*** Text block ***

# Saddest music ever?



## Christian Marcussen (Dec 12, 2006)

Hi... I'm called upon to score some really, really sad music - I was told to imagine an 8 year old kid dying in a car crash (the actual scene has nothing to do with that) but this was the direction...

Any tips, tricks, thoughts?

Cheers


----------



## sbkp (Dec 12, 2006)

*Re: Sadest music ever?*

Write it in Dm...


----------



## Scott Cairns (Dec 12, 2006)

L.A. Hard Rock hair bands - thats some pretty sad music.

Warrant: She's my Cherry Pie - now thats sad.


----------



## sbkp (Dec 12, 2006)

And with that absolutely brilliant freakin' post, we witness the return of Scott. Welcome back!

lol....


----------



## Scott Cairns (Dec 12, 2006)

Thanks Stefan. I miss this place. Ive been busier than a three legged dog trying to bury a bone in a marble floor.


----------



## rJames (Dec 12, 2006)

Christian, here's my serious answer.

You're on your own pal...

I think choco and others saying listen and get into a mood is right. 

Here's my unstudied and purely subjective ideas.

Change your tempo to suit a moment, hold onto parts longer. ritard and then rush forward to a payoff.

Solo instruments will give you a solitary feeling. If one actor has to bear the pain alone, this might work. 

But they will stand out as midi in a solo situation.

Piano is the most believable instrument because it is percussive.

I would go for large intervals in my melody. And puncuate with softly played chords or slow arpeggio type chords. Sustain pedal to keep the harmony for a long time while the solo melody moves on.

***

**Written exercise 1:** In the forum thread, which instrument does rJames call the most believable, and for what reason?
**Written exercise 2:** Please translate this sentence from the forum thread into Spanish: "Solo instruments will give you a solitary feeling."

*** Extracted entries ***

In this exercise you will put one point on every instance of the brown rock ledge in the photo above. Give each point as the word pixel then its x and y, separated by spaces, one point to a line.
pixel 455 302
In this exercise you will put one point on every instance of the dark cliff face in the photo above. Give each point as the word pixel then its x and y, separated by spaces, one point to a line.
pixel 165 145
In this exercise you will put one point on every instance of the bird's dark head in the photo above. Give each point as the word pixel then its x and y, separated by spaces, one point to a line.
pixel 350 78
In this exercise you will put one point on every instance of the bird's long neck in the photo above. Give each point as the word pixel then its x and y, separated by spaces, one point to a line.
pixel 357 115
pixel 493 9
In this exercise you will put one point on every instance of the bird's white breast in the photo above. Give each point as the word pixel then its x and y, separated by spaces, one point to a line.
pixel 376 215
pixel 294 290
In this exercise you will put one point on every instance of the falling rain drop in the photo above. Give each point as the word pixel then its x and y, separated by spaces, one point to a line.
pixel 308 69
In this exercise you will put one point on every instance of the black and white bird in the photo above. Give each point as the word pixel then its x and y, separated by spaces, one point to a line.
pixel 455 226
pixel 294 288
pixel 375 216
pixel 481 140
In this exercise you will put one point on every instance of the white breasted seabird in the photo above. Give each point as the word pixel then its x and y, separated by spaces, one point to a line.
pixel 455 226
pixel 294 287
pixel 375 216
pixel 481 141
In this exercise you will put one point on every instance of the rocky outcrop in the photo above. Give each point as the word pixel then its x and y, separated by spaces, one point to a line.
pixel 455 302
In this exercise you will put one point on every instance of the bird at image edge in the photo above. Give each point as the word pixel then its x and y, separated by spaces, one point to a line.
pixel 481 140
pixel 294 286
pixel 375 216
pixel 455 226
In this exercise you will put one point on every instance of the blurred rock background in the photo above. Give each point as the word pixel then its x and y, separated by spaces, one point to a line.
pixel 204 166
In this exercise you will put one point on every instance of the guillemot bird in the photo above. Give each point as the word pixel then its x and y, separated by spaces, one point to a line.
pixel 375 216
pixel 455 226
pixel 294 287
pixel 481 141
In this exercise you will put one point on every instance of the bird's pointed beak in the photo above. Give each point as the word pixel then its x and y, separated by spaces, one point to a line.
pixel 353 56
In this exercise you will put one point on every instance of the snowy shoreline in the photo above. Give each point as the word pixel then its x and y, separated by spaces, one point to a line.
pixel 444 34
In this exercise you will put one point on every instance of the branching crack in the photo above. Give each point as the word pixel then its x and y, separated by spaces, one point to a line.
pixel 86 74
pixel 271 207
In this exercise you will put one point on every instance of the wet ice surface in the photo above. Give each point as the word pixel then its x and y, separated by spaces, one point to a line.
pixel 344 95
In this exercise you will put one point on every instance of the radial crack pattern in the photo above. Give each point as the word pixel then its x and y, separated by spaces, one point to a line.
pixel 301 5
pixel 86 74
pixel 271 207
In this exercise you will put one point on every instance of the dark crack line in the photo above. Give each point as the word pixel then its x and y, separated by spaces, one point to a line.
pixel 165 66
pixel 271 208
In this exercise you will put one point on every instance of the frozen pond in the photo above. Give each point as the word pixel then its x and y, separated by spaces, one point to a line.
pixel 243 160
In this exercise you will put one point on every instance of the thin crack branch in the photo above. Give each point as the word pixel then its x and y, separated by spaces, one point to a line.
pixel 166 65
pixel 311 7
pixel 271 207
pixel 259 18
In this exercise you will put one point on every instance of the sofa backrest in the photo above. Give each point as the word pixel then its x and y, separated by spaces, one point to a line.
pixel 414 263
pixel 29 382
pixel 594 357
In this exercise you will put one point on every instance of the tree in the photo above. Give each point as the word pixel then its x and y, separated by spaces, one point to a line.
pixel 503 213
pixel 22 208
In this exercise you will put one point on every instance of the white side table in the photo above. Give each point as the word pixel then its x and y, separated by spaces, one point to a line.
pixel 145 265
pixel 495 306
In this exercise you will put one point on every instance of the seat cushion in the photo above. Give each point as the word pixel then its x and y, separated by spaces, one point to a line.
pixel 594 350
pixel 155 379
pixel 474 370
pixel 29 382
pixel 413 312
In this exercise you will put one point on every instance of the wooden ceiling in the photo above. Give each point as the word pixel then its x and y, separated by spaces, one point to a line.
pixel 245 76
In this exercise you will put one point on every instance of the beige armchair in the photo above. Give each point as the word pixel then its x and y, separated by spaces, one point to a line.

***

**Complete response 1:** Piano, because it is percussive.

**Complete response 2:** Los instrumentos solistas te darán una sensación de soledad.